## Rows from a box labeling dataset
********
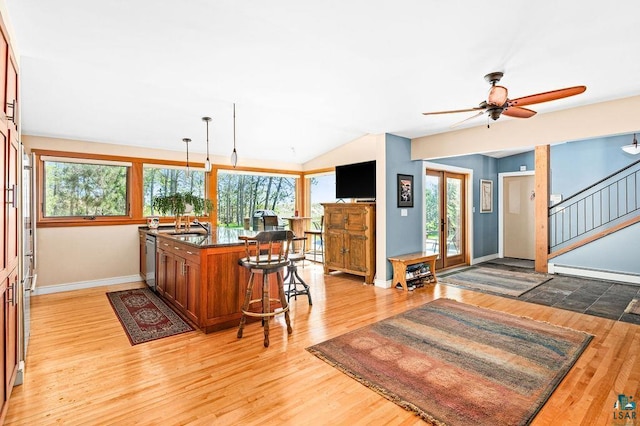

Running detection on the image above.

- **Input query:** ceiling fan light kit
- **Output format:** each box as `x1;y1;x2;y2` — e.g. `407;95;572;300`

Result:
622;133;640;155
423;71;587;127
********
Please swap "ceiling fan light kit" for "pendant lamp" in the lines above, keeping everything else the same. Leave the picture out of your answer.

Running detection on the image above.

- **Input query:** pendant lamp
- **Output format:** each box as `x1;y1;x2;y2` — e.g. `407;95;572;300`

Result:
622;133;640;155
423;71;587;127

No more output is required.